ACTIVITY: Transcribe the data in full, keeping each line exactly as it appears.

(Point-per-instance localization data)

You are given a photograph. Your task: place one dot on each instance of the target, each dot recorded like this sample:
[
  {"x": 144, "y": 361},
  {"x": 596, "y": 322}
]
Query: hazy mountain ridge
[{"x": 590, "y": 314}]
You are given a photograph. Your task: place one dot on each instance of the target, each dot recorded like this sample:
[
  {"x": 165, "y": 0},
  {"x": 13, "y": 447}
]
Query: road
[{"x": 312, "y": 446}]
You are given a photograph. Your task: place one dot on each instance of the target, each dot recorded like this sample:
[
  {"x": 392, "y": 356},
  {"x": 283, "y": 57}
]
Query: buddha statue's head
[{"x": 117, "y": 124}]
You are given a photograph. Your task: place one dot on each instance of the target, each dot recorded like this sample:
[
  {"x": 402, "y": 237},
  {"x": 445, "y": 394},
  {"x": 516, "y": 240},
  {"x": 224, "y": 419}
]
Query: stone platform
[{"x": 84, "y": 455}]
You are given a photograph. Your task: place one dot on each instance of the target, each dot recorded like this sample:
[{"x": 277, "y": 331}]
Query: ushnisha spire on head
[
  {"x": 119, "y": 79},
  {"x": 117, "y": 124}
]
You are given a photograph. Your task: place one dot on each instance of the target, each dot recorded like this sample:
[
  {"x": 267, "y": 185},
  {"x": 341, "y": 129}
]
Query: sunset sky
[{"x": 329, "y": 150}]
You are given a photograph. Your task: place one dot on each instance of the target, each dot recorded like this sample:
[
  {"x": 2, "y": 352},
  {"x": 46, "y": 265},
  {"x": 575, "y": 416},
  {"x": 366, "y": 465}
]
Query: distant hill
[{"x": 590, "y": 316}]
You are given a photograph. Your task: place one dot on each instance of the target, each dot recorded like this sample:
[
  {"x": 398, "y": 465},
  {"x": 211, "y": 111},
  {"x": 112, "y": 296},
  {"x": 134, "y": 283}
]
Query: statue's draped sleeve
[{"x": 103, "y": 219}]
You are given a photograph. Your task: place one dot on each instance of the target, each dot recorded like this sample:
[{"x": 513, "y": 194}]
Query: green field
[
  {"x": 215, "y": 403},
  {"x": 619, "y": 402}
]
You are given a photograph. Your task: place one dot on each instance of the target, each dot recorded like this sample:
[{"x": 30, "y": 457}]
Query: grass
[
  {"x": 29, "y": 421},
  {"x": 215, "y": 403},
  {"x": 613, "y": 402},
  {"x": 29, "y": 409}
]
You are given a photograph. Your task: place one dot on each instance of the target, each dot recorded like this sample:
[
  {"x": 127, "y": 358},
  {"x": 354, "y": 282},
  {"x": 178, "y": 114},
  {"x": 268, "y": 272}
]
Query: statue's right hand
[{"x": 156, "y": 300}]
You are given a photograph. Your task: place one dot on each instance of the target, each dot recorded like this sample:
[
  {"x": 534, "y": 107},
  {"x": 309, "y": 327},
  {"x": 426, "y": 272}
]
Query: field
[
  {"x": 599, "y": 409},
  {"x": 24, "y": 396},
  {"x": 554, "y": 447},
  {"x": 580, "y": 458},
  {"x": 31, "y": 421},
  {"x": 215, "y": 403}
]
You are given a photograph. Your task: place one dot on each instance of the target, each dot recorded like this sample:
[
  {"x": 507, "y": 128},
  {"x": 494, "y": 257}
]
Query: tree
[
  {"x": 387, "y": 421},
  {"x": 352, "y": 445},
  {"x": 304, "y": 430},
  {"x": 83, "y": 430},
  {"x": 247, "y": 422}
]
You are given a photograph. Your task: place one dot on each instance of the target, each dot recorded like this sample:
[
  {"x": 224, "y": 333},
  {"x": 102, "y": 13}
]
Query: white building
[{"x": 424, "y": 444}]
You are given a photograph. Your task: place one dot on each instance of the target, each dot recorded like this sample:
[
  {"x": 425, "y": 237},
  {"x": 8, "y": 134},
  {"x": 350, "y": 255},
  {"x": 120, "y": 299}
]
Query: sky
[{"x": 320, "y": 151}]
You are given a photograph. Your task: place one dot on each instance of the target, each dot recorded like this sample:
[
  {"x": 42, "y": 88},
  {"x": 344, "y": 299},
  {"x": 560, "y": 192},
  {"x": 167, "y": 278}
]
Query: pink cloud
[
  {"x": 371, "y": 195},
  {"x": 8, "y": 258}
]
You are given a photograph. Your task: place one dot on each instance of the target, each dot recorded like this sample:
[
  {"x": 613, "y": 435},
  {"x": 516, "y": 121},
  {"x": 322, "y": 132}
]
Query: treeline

WRITTEN SOLUTION:
You are given a photograph. Your task: place one dot on each instance of the target, each dot recorded like this sample:
[
  {"x": 144, "y": 361},
  {"x": 596, "y": 322}
]
Query: hazy mountain ridge
[{"x": 590, "y": 314}]
You are given a photograph. Your task: place one dot on each instance of the target, each dot recorded like this sample:
[
  {"x": 165, "y": 0},
  {"x": 13, "y": 447}
]
Query: road
[{"x": 312, "y": 446}]
You are given a photograph. Your task: place one dot on each instance of the target, each dot recorded like this sample:
[
  {"x": 392, "y": 356},
  {"x": 283, "y": 57}
]
Query: buddha statue's head
[{"x": 117, "y": 124}]
You are given a photograph. Your task: place one dot on each instance of the target, each dot recorded like this sample:
[
  {"x": 402, "y": 237},
  {"x": 445, "y": 394},
  {"x": 516, "y": 240},
  {"x": 224, "y": 419}
]
Query: stone platform
[{"x": 84, "y": 455}]
You are given a photograph. Your task: place one dot on each instance of the target, each dot recorded like this sample:
[{"x": 277, "y": 331}]
Query: ushnisha spire on head
[
  {"x": 119, "y": 79},
  {"x": 117, "y": 124}
]
You are given a photograph. Your task: place one dot on each instance of the target, each dot recorded like this sample:
[
  {"x": 267, "y": 185},
  {"x": 341, "y": 129}
]
Query: sunset sky
[{"x": 329, "y": 150}]
You are given a photograph. Your task: place one dot on each instance of the target, each dot recorded like this sample:
[
  {"x": 2, "y": 352},
  {"x": 46, "y": 265},
  {"x": 575, "y": 416},
  {"x": 366, "y": 465}
]
Query: distant hill
[{"x": 590, "y": 316}]
You are given a photograph. Your task: place one dot on each instance of the target, each dot recorded like this sample:
[
  {"x": 398, "y": 465},
  {"x": 211, "y": 111},
  {"x": 112, "y": 296},
  {"x": 134, "y": 283}
]
Query: statue's draped sleeve
[{"x": 103, "y": 219}]
You are given a photograph. Your task: place one dot on each instance of the target, each dot recorded like this sample:
[{"x": 513, "y": 194}]
Query: green field
[
  {"x": 215, "y": 403},
  {"x": 619, "y": 402}
]
You are given a photograph. Your task: place one dot on each instance of the target, each dot recorded like this sample:
[{"x": 30, "y": 457}]
Query: grass
[
  {"x": 29, "y": 421},
  {"x": 215, "y": 403},
  {"x": 613, "y": 402},
  {"x": 29, "y": 409}
]
You are given a photograph. Your task: place one dot on each instance of the target, each dot recorded like this sample:
[
  {"x": 127, "y": 358},
  {"x": 354, "y": 282},
  {"x": 178, "y": 114},
  {"x": 268, "y": 272}
]
Query: statue's right hand
[{"x": 156, "y": 300}]
You are given a photograph. Your task: place one dot on each instance of the target, each dot recorded like this sample:
[
  {"x": 534, "y": 107},
  {"x": 309, "y": 327},
  {"x": 426, "y": 272}
]
Query: field
[
  {"x": 599, "y": 409},
  {"x": 24, "y": 396},
  {"x": 554, "y": 447},
  {"x": 580, "y": 458},
  {"x": 31, "y": 421},
  {"x": 215, "y": 403}
]
You are given a photograph. Your task: place one dot on each instance of the target, each dot recorded like this sample:
[
  {"x": 507, "y": 128},
  {"x": 494, "y": 257}
]
Query: tree
[
  {"x": 387, "y": 421},
  {"x": 352, "y": 445},
  {"x": 304, "y": 430},
  {"x": 83, "y": 430},
  {"x": 247, "y": 422}
]
You are given a photograph. Your task: place one dot on each instance of the target, each dot recorded like this sample:
[
  {"x": 224, "y": 333},
  {"x": 102, "y": 13}
]
Query: white building
[{"x": 424, "y": 444}]
You are given a photograph. Your task: place one dot on each instance of the target, each dot recorded like this sample:
[
  {"x": 425, "y": 237},
  {"x": 8, "y": 134},
  {"x": 350, "y": 255},
  {"x": 120, "y": 299}
]
Query: sky
[{"x": 320, "y": 151}]
You are given a photograph. Your task: place one dot on each instance of the target, each dot recorded like this sample:
[
  {"x": 42, "y": 88},
  {"x": 344, "y": 299},
  {"x": 560, "y": 192},
  {"x": 167, "y": 278}
]
Query: pink cloud
[
  {"x": 371, "y": 195},
  {"x": 8, "y": 258}
]
You are given a photograph. Your task: place one dot on each instance of the target, each dot recorded like this sample:
[
  {"x": 613, "y": 435},
  {"x": 516, "y": 121},
  {"x": 322, "y": 132}
]
Query: treeline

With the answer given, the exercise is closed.